## [PROBLÈMES À RÉSOUDRE]
#1 D'après l'extrait sur la bataille de Guadalete, pourquoi l'an 711 est-il une date importante dans l'Histoire de l'Humanité ? Répondez en une à trois phrases.
#2 Écrivez la suite de l'extrait sur la bataille de Guadalete, à partir du dernier intertitre.

## [EXTRAIT SOURCE]
=====

ÉPISODE n°5 :

BATAILLE DE GUADALETE :
UNE VICTOIRE COMMUNE ?

Siroo récits Coexistence Victoire Commune

Temps de lecture : 6 minutes

An 711

Nous l’avons dit précédemment : 711 est une date importante dans l’Histoire de l’Humanité. Ce sont les débuts d’Al Andalus, une civilisation qui va briller pendant des siècles en Europe. Tout a débuté par un affrontement décisif : la bataille de Guadelete.

Qui était les protagonistes de ce conflit ? Quels sont les forces se sont opposés ? Qui a gagné ? Qui a perdu ? N’est-ce qu’une énième bataille entre Musulmans et Chrétiens ? Entre Occident et Orient ?
Tariq Ibn Zyad est le gouverneur de la ville de Tingus/Tanger tout au nord de l’Afrique. Il y a été nommé par les Omeyyades. Cette dynastie arabo-musulmane est à son apogée. Elle est à la tête un empire immense qui va de l’Indus aux rives de l’Atlantique, du Caucase à la Nubie.

LES « 10000 »

=====

## [LIGNES ENREGISTRÉES]
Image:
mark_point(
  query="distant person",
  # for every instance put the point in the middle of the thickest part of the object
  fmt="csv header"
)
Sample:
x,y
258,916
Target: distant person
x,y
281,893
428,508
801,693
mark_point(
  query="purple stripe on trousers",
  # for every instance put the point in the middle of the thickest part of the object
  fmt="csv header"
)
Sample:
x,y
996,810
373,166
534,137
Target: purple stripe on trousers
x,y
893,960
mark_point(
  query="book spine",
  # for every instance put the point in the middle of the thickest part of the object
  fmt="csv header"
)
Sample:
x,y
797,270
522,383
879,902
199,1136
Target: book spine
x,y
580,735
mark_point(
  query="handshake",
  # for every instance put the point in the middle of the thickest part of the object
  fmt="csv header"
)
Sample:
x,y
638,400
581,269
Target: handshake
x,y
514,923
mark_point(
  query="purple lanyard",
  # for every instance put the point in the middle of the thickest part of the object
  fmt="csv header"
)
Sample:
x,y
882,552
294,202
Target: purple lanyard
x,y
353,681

=====

## [RÉPONSES FINALES]
#1 L'an 711 marque les débuts d'Al Andalus, une civilisation qui va briller pendant des siècles en Europe. Tout a commencé par un affrontement décisif, la bataille de Guadalete.

#2
 En 711, Tariq, après moultes réflexions et consultations, décide de franchir le détroit qui sépare sa ville, Tingus/Tanger, de l’Hispanie, en face, juste quelques kilomètres, de la pointe nord de l’Afrique à l’extrémité sud de l’Europe.

Il ne faut pas s’imaginer une invasion de millions d’Arabes avec femmes et enfants montés sur des chevaux et des chameaux, qui après avoir dévasté toute l’Afrique du Nord, vont déferler sur l’Europe grâce à une immense flotte de navires.

Tariq n’est à la tête que d’une petite armée composée d’une dizaine de milliers de Berbères d’Afrique du Nord. Il n’y a pas de Sarrasins, pas de bédouins venus d’Arabie ou de Compagnons du Prophète ﷺ mais juste une poignée d’Arabes Musulmans venus enseignés l’Islam à ses « 10000 » Berbères, nouveaux Musulmans ne parlant pas la langue arabe pour la plupart.

Le débarquement est lent et progressif : il dure plusieurs jours. C’est une opération militaire limitée, très modeste. Tariq n’utilise que quelques embarcations sommaires qu’on lui a mise à disposition. Pour réussir cette opération, il prend le temps de fortifier le premier promontoire rocheux qu’il rencontre, juste en face de Tanger, une petite colline, un « Djebel » qu’on appellera plus tard du nom de ce général, « Djebel Tariq », la colline de Tariq, qui donnera en Français « Gibral-Tar ».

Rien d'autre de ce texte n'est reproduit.